THE PROBLEM. Lay out the rows below as a numbered list, leaving out any blank lines.

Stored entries
----

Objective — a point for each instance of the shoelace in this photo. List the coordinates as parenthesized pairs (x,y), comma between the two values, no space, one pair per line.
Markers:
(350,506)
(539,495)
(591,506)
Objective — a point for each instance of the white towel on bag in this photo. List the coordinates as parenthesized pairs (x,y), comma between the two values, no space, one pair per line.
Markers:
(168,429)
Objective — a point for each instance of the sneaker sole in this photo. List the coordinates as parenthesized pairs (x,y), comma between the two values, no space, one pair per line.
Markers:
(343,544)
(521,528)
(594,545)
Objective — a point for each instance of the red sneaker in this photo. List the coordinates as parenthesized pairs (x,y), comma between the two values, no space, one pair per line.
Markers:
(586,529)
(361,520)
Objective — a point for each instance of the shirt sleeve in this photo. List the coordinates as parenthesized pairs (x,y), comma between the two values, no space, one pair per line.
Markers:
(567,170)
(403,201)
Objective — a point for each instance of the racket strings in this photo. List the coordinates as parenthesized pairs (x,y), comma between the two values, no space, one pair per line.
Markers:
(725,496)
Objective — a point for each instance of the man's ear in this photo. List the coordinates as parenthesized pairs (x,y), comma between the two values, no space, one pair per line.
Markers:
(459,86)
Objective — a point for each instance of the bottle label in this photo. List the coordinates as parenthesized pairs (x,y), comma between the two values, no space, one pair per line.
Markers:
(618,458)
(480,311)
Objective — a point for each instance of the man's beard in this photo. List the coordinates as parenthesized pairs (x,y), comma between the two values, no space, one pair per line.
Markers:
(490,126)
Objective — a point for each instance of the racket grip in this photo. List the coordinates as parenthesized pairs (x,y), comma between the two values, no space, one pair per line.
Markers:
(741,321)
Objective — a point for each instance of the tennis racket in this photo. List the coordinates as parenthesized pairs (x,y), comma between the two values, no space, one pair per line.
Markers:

----

TASK RESPONSE.
1. Objective — a point for each instance of the shoelace in this photo. List the coordinates as parenthesized pairs (x,y), comma between the two values, no space, one pair per line.
2. Markers:
3. (350,506)
4. (539,495)
5. (591,506)
6. Objective — a point for each instance of the white towel on bag in this photo. List the coordinates as parenthesized pairs (x,y), comma between the two values, no space, one pair per line.
7. Markers:
8. (168,429)
9. Objective — a point for each instance of the sneaker sole in this photo. List the coordinates as parenthesized pairs (x,y), comma between the two values, no space, one pair per line.
10. Markers:
11. (343,544)
12. (521,528)
13. (594,545)
14. Objective — a point for each instance of the red sneaker in this photo. List the coordinates as parenthesized pairs (x,y), comma between the two values, no space, one pair per line.
15. Markers:
16. (586,529)
17. (361,520)
18. Objective — a point for each instance of the shirt sleeve in this photo. List the coordinates as parenthesized pairs (x,y), comma between the two values, no space, one pair per line.
19. Markers:
20. (567,170)
21. (403,201)
22. Objective — a point for each instance of the racket strings in this photo. List the coordinates as parenthesized pairs (x,y), comma between the two values, no space, one pair per line.
23. Markers:
24. (725,496)
25. Objective — a point for each instance of the man's ear in this photo. List the coordinates as parenthesized pairs (x,y), comma between the two values, no space, one pair per line.
26. Markers:
27. (459,86)
28. Objective — a point for each instance of the bottle label in this photo. List the coordinates as parenthesized pairs (x,y), comma between the two values, no space, one pair per line.
29. Markers:
30. (618,458)
31. (480,311)
32. Objective — a point for each instance of the man's beard in this photo. List the coordinates as parenthesized pairs (x,y), comma between the two values, no space, one pair per line.
33. Markers:
34. (490,126)
35. Objective — a point for each instance of the racket grip in this photo. List the coordinates as parenthesized pairs (x,y), comma between the two values, no space, one pair per line.
36. Markers:
37. (741,321)
38. Objective — a point for each instance of the tennis racket in this photo. List the coordinates as parenthesized pairs (x,y), comma between the two values, no space, one pair per line.
39. Markers:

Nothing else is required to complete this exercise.